◆ **QUOTED PASSAGE**

Bitcoin is extreme at optimizing very specific parts of its crypto-economic system. BTC the asset is prioritized above all other components. Bitcoin is designed to preserve the 21 Million hard cap supply of BTC, and everything else is a means to produce this end. From the perspective of a holistic, integrated system design of both an economic engine and monetary fuel, Bitcoin has sacrificed the efficiency of its engine to produce scarcity in the asset.
But crypto-economic systems are composed systems, and as with all technological innovations, there have been 12 years of crypto-economic research and development to leverage. Leveraging these advances in crypto-economics means that we can elaborate and explore narratives beyong a ‘Gold 2.0’ and move into mind-bending sci-fi economics using optimizations in both cryptography and digital economies.
The big deal that is Proof of Stake
Proof of Stake is an alternative to Proof of Work that leverages the value of the native asset of a crypto-economic system to provide security to the economy. Bitcoin Proof-of-Work secures itself via a competition in resource consumption, and forces potential attackers to match and surpass the rate of economic consumption to attack the network. Ethereum Proof-of-Stake secures the system by erecting a ‘wall-of-value’ that a potential attacker must overcome in order to attack the system.

◆ **SOURCE INFORMATION**
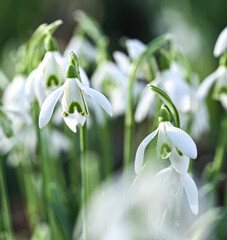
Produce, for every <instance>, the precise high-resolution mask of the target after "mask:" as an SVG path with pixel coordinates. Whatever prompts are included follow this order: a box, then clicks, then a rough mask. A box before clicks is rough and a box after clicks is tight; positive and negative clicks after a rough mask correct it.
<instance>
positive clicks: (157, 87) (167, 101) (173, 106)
mask: <svg viewBox="0 0 227 240" xmlns="http://www.w3.org/2000/svg"><path fill="white" fill-rule="evenodd" d="M149 86H150V87H151V90H152V91H154V92H155V93H156V94H157V95H158V96H159V97H160V98H161V100H162V101H163V102H164V103H165V104H166V105H167V107H168V108H169V110H170V112H171V114H172V116H173V120H174V125H175V126H176V127H180V118H179V113H178V111H177V108H176V106H175V105H174V103H173V101H172V100H171V99H170V97H169V96H168V95H167V93H166V92H164V91H163V90H161V89H160V88H158V87H156V86H154V85H152V84H150V85H149Z"/></svg>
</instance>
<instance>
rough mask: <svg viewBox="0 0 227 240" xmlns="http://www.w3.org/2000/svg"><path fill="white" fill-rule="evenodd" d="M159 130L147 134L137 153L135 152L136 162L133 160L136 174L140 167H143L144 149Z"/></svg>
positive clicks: (139, 171)
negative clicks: (146, 136) (135, 155)
mask: <svg viewBox="0 0 227 240" xmlns="http://www.w3.org/2000/svg"><path fill="white" fill-rule="evenodd" d="M158 131H159V128H157V129H156V130H155V131H154V132H152V133H151V134H149V135H148V136H147V137H146V138H144V140H143V141H142V142H141V143H140V145H139V147H138V149H137V151H136V160H135V172H136V174H138V173H139V172H140V171H141V169H142V167H143V159H144V152H145V148H146V147H147V145H148V144H149V142H150V141H151V140H152V139H153V138H154V137H155V135H156V134H157V133H158Z"/></svg>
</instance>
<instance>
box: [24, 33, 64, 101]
mask: <svg viewBox="0 0 227 240" xmlns="http://www.w3.org/2000/svg"><path fill="white" fill-rule="evenodd" d="M52 41H55V40H53V38H52V37H49V36H48V37H47V40H46V45H47V46H46V50H47V52H46V53H45V56H44V58H43V60H42V62H41V63H40V64H39V66H38V67H37V68H36V69H34V70H33V71H32V72H31V73H30V75H29V76H28V79H27V82H26V86H25V96H26V97H27V100H28V101H29V102H33V100H34V97H36V98H37V100H38V102H39V105H40V106H41V105H42V103H43V101H44V100H45V98H46V97H47V95H48V94H50V92H52V91H53V90H54V89H56V88H57V87H59V86H61V85H62V83H63V82H64V81H65V74H66V69H67V66H68V60H67V59H66V58H64V57H63V56H62V55H61V54H60V53H59V52H58V50H57V46H56V44H57V43H55V42H54V44H53V43H52ZM50 42H51V43H50ZM49 45H50V46H49Z"/></svg>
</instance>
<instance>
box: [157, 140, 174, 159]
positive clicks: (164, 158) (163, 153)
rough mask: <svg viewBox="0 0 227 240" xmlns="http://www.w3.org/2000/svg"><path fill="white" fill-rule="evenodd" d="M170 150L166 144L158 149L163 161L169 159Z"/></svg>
mask: <svg viewBox="0 0 227 240" xmlns="http://www.w3.org/2000/svg"><path fill="white" fill-rule="evenodd" d="M171 151H172V149H171V147H170V146H169V145H168V144H167V143H163V144H162V146H161V149H160V154H161V156H162V158H163V159H166V158H168V157H169V155H170V153H171Z"/></svg>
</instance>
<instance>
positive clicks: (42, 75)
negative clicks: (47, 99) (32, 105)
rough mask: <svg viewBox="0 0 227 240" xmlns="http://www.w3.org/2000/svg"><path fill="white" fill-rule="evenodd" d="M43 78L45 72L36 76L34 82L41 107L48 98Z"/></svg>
mask: <svg viewBox="0 0 227 240" xmlns="http://www.w3.org/2000/svg"><path fill="white" fill-rule="evenodd" d="M42 78H43V74H41V73H40V75H39V76H37V77H36V78H35V82H34V92H35V96H36V98H37V100H38V103H39V106H40V107H41V106H42V104H43V102H44V100H45V98H46V94H45V91H44V88H43V85H42Z"/></svg>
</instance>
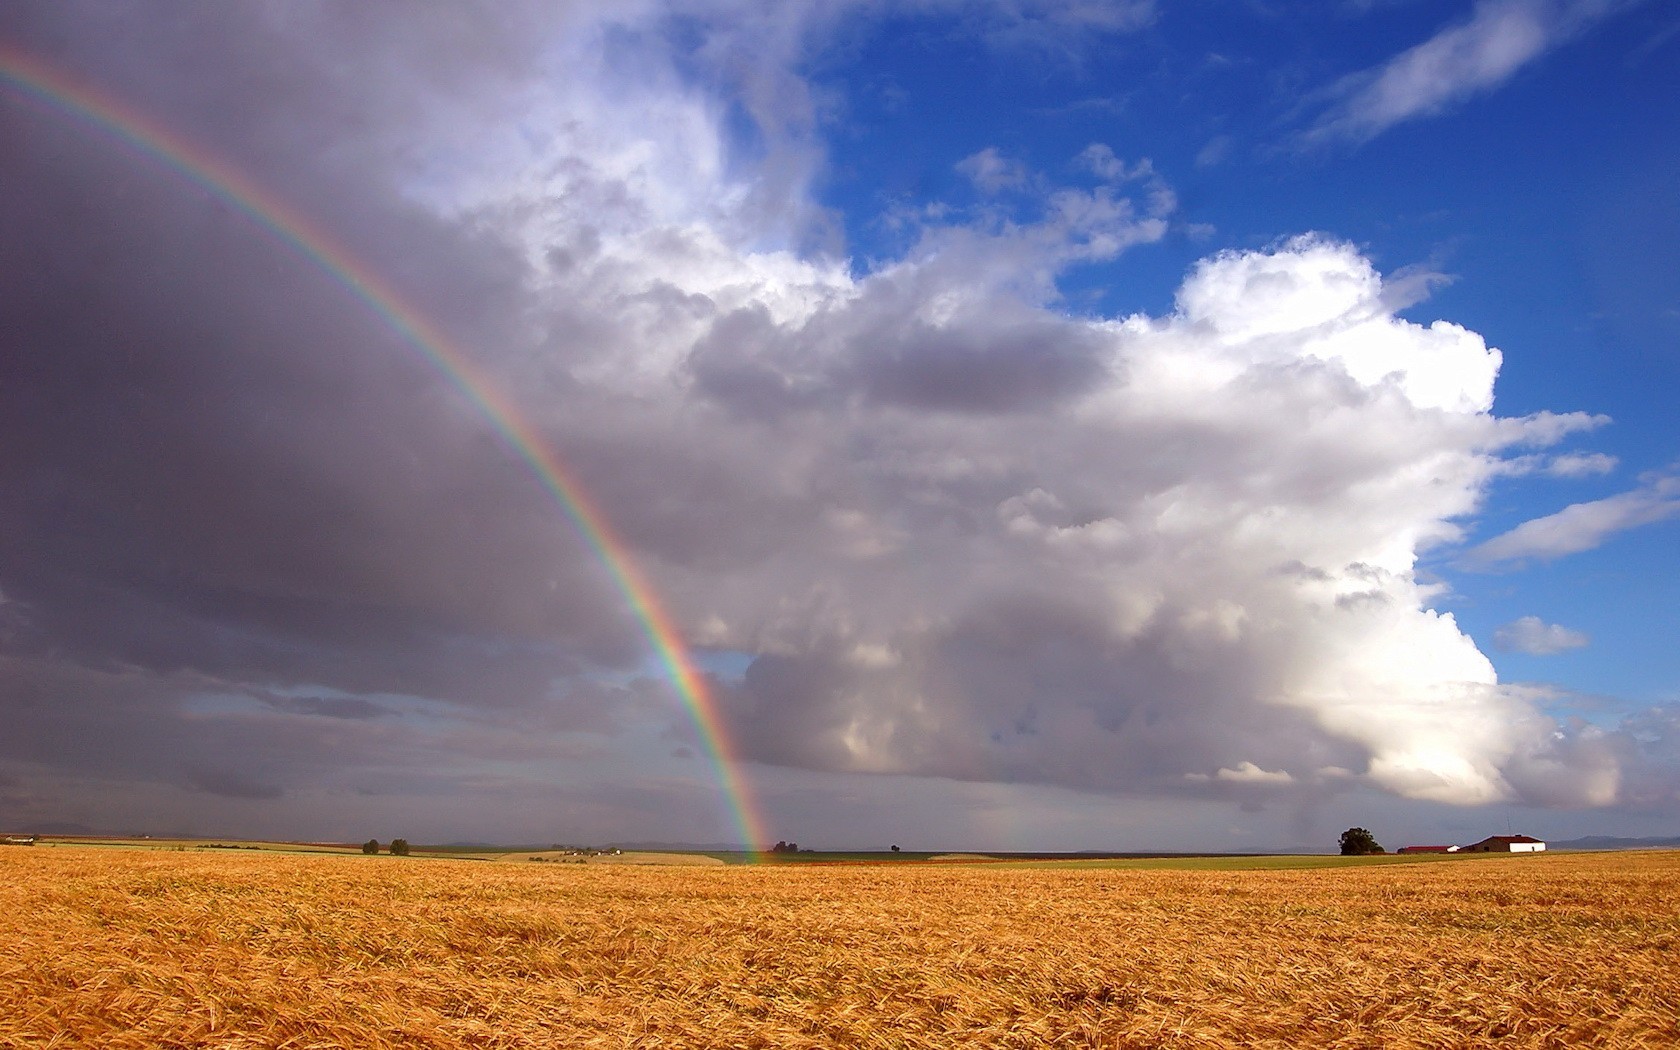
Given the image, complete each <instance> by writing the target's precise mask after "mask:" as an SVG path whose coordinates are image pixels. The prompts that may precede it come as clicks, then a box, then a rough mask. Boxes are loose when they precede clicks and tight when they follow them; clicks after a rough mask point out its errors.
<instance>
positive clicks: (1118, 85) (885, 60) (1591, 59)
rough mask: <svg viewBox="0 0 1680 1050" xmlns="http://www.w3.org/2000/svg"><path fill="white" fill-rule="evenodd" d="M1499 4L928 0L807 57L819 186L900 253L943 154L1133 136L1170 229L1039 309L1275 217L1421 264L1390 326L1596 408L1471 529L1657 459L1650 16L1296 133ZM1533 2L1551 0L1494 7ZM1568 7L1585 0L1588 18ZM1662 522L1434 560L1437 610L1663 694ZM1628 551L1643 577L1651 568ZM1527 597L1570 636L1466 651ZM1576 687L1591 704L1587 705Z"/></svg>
mask: <svg viewBox="0 0 1680 1050" xmlns="http://www.w3.org/2000/svg"><path fill="white" fill-rule="evenodd" d="M1500 7H1502V5H1492V3H1488V5H1480V7H1477V5H1465V3H1404V2H1401V3H1368V5H1356V3H1347V5H1342V7H1341V8H1331V10H1327V8H1326V7H1324V5H1287V3H1285V5H1263V3H1252V5H1238V3H1231V5H1211V3H1200V5H1183V7H1176V8H1163V10H1158V12H1156V18H1154V20H1152V24H1151V27H1149V29H1147V30H1142V32H1139V34H1119V35H1112V37H1105V35H1080V37H1077V39H1057V40H1053V42H1038V40H1035V42H1015V44H1006V45H1003V49H1001V54H1000V50H998V49H986V47H976V45H974V44H976V40H974V39H973V35H969V34H968V32H964V30H963V29H954V27H953V25H951V22H949V20H948V18H941V17H902V18H895V20H889V22H882V24H872V25H869V27H867V29H860V30H857V34H855V37H853V40H852V47H848V49H845V52H843V55H840V57H822V59H816V60H813V62H811V64H810V66H811V76H813V79H815V82H816V84H818V86H822V87H823V89H827V91H832V92H833V96H835V97H837V99H838V102H837V109H838V116H837V118H835V121H833V128H832V131H830V150H832V153H833V171H832V173H830V176H828V180H830V181H828V185H827V186H825V188H823V200H825V203H828V205H832V207H835V208H837V210H838V212H840V213H842V215H843V220H845V230H847V239H848V244H850V245H853V250H855V252H858V254H862V255H865V257H869V255H874V254H882V255H892V254H894V252H895V250H902V245H900V244H895V240H894V235H892V232H890V230H885V228H882V225H884V223H882V222H880V215H882V213H884V212H889V210H890V208H892V205H894V203H899V202H904V200H914V198H919V197H936V198H951V197H953V195H961V193H963V192H964V186H963V185H961V183H963V178H961V175H959V173H958V170H956V165H954V163H953V158H961V156H968V155H969V153H973V151H974V150H976V148H998V150H1001V151H1005V153H1006V155H1008V156H1010V158H1011V160H1018V161H1021V163H1025V165H1028V166H1030V168H1033V170H1038V171H1048V173H1055V175H1062V176H1067V175H1068V171H1070V168H1072V166H1074V165H1072V163H1070V161H1072V158H1075V156H1077V155H1079V153H1080V150H1084V148H1085V144H1089V143H1092V141H1104V143H1112V144H1116V148H1117V150H1122V151H1126V153H1127V155H1129V156H1134V158H1141V156H1147V158H1149V161H1151V163H1152V165H1154V168H1156V171H1159V173H1161V175H1163V178H1166V180H1168V181H1169V183H1171V186H1173V190H1174V192H1176V193H1178V198H1179V210H1178V213H1176V217H1174V230H1173V232H1171V234H1169V235H1168V237H1166V239H1164V240H1163V242H1161V244H1154V245H1149V247H1147V249H1142V250H1139V252H1134V254H1127V255H1124V257H1121V259H1117V260H1114V262H1110V264H1099V265H1087V267H1080V269H1077V270H1074V272H1070V274H1067V276H1065V279H1063V281H1062V291H1063V292H1065V296H1067V306H1068V307H1070V309H1075V311H1089V312H1094V314H1127V312H1137V311H1144V312H1166V311H1169V309H1171V301H1173V292H1174V289H1176V286H1178V281H1179V276H1181V274H1183V272H1184V270H1186V269H1188V267H1189V265H1191V264H1193V262H1194V260H1196V259H1201V257H1203V255H1208V254H1210V252H1216V250H1223V249H1260V247H1265V245H1267V244H1272V242H1277V240H1278V239H1285V237H1289V235H1292V234H1297V232H1302V230H1320V232H1327V234H1331V235H1334V237H1342V239H1347V240H1351V242H1354V244H1357V245H1361V249H1362V250H1364V252H1366V254H1368V255H1369V257H1371V259H1373V260H1374V262H1378V264H1379V265H1381V267H1383V269H1384V270H1396V269H1406V267H1420V269H1425V270H1430V272H1433V274H1438V276H1440V277H1441V281H1440V282H1438V284H1435V286H1433V287H1431V292H1430V296H1428V299H1426V301H1425V302H1421V304H1418V306H1415V307H1411V309H1410V311H1406V316H1410V318H1413V319H1418V321H1430V319H1435V318H1448V319H1452V321H1455V323H1460V324H1463V326H1467V328H1470V329H1473V331H1477V333H1482V334H1483V336H1485V338H1487V339H1488V343H1490V344H1492V346H1497V348H1500V349H1504V351H1505V360H1504V366H1502V370H1500V380H1499V402H1497V403H1499V410H1500V412H1502V413H1510V415H1524V413H1530V412H1542V410H1556V412H1562V410H1584V412H1591V413H1603V415H1608V417H1611V420H1613V423H1608V425H1606V427H1603V428H1601V430H1596V432H1594V433H1593V435H1589V437H1586V438H1584V440H1583V442H1581V447H1583V449H1589V450H1593V452H1603V454H1606V455H1613V457H1616V460H1620V462H1618V467H1616V469H1614V470H1611V472H1608V474H1604V475H1596V477H1584V479H1559V480H1546V479H1532V477H1524V479H1514V480H1510V482H1499V484H1495V486H1494V487H1492V491H1490V494H1488V501H1487V504H1485V507H1483V509H1482V512H1478V514H1477V516H1475V521H1473V522H1472V541H1473V538H1475V536H1483V538H1485V536H1492V534H1495V533H1499V531H1502V529H1504V528H1510V526H1515V524H1519V522H1522V521H1525V519H1530V517H1539V516H1544V514H1549V512H1552V511H1557V509H1562V507H1564V506H1567V504H1572V502H1584V501H1591V499H1599V497H1606V496H1611V494H1616V492H1621V491H1626V489H1630V487H1633V486H1635V484H1636V479H1638V475H1640V474H1641V472H1653V470H1655V472H1665V470H1670V469H1672V467H1673V464H1675V462H1677V459H1680V444H1677V438H1675V432H1673V427H1672V415H1670V410H1668V405H1667V400H1665V398H1663V396H1660V395H1658V396H1653V395H1655V393H1656V391H1667V390H1677V388H1680V349H1677V348H1680V277H1677V276H1680V193H1677V186H1680V141H1677V138H1675V134H1673V128H1675V126H1677V124H1680V91H1677V86H1680V72H1677V64H1675V60H1673V49H1675V45H1677V44H1675V37H1677V35H1680V15H1675V12H1672V10H1665V8H1663V7H1662V5H1620V7H1618V5H1598V7H1603V13H1599V12H1598V10H1596V8H1594V5H1574V8H1579V10H1581V12H1583V15H1581V20H1583V25H1581V27H1579V29H1571V30H1567V32H1566V30H1561V29H1559V30H1556V37H1554V39H1549V40H1547V44H1546V45H1542V49H1541V54H1537V55H1536V57H1532V59H1530V60H1527V62H1522V64H1520V66H1517V67H1515V69H1512V71H1510V72H1509V76H1502V77H1497V79H1494V81H1490V82H1485V84H1473V81H1472V74H1470V71H1468V69H1452V67H1448V69H1441V71H1440V74H1441V76H1440V77H1438V79H1436V82H1438V81H1441V79H1448V77H1452V76H1460V77H1462V79H1465V81H1467V86H1465V87H1463V89H1462V91H1455V92H1445V94H1446V96H1448V97H1446V101H1443V102H1441V104H1440V106H1438V108H1430V109H1425V111H1420V113H1418V114H1415V116H1410V118H1406V119H1401V121H1396V123H1394V124H1391V126H1384V128H1381V129H1376V128H1373V129H1368V131H1366V133H1361V134H1356V136H1327V138H1326V139H1322V141H1314V138H1312V136H1314V129H1315V128H1319V126H1320V124H1322V119H1324V114H1326V113H1332V111H1334V109H1336V97H1337V94H1336V86H1337V84H1339V82H1342V79H1344V77H1349V76H1354V74H1359V72H1362V71H1374V69H1381V67H1384V66H1386V64H1389V62H1393V60H1394V59H1396V55H1401V54H1404V52H1406V50H1408V49H1410V47H1416V45H1421V44H1426V42H1428V40H1433V39H1440V37H1441V35H1443V34H1450V32H1453V30H1455V29H1458V27H1465V25H1472V24H1473V22H1472V20H1473V17H1475V12H1483V10H1485V12H1492V10H1497V8H1500ZM1504 7H1509V8H1512V10H1515V12H1525V10H1532V12H1536V13H1547V12H1551V13H1557V15H1559V17H1562V15H1564V13H1566V12H1569V10H1571V5H1544V3H1532V5H1520V3H1517V5H1504ZM1589 8H1593V10H1589ZM1673 529H1675V526H1673V524H1672V522H1670V524H1668V526H1667V528H1663V526H1653V528H1650V529H1648V531H1646V533H1643V534H1616V536H1613V538H1606V543H1604V544H1603V546H1598V548H1594V549H1591V551H1586V553H1581V554H1572V556H1567V558H1559V559H1552V561H1536V563H1532V564H1527V566H1524V568H1520V570H1510V571H1500V573H1492V575H1482V573H1465V571H1455V570H1453V564H1452V559H1453V553H1452V551H1446V553H1441V554H1438V556H1436V558H1431V559H1430V564H1431V568H1435V570H1436V571H1440V573H1443V575H1446V576H1450V580H1452V586H1453V591H1455V593H1453V595H1452V596H1450V598H1448V600H1446V601H1445V603H1443V605H1445V606H1446V608H1450V610H1452V612H1453V613H1455V615H1457V617H1458V620H1460V622H1462V623H1463V625H1465V627H1467V630H1468V632H1470V633H1472V637H1475V638H1478V642H1482V643H1483V652H1488V655H1492V659H1494V660H1495V665H1497V667H1499V669H1500V674H1502V677H1514V679H1520V680H1544V682H1552V684H1557V685H1562V687H1566V689H1569V690H1578V692H1584V694H1591V696H1593V697H1594V699H1596V702H1603V701H1604V699H1606V694H1608V696H1609V697H1614V701H1616V702H1618V704H1626V706H1645V704H1655V702H1663V701H1672V699H1673V696H1675V680H1677V674H1675V657H1673V642H1672V623H1673V617H1653V615H1651V610H1660V608H1663V610H1673V608H1677V606H1680V575H1677V573H1673V571H1665V570H1667V568H1668V566H1670V564H1672V561H1673V549H1675V531H1673ZM1653 570H1656V571H1653ZM1534 613H1542V618H1546V620H1547V622H1569V623H1571V625H1578V627H1579V630H1581V632H1583V633H1586V635H1588V637H1589V638H1591V645H1584V647H1581V648H1572V650H1566V652H1559V654H1546V655H1544V657H1537V655H1532V654H1524V652H1517V650H1510V648H1504V650H1502V648H1500V647H1497V645H1495V643H1494V638H1495V632H1497V628H1499V627H1500V625H1504V623H1509V622H1512V620H1517V618H1519V617H1522V615H1534ZM1594 707H1596V704H1594Z"/></svg>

◆ **EXERCISE DESCRIPTION**
Please answer from the passage on Bitcoin and Proof of Stake: how does Ethereum Proof-of-Stake secure the system?

◆ **WRITTEN RESPONSE**
By erecting a "wall-of-value" that a potential attacker must overcome in order to attack the system.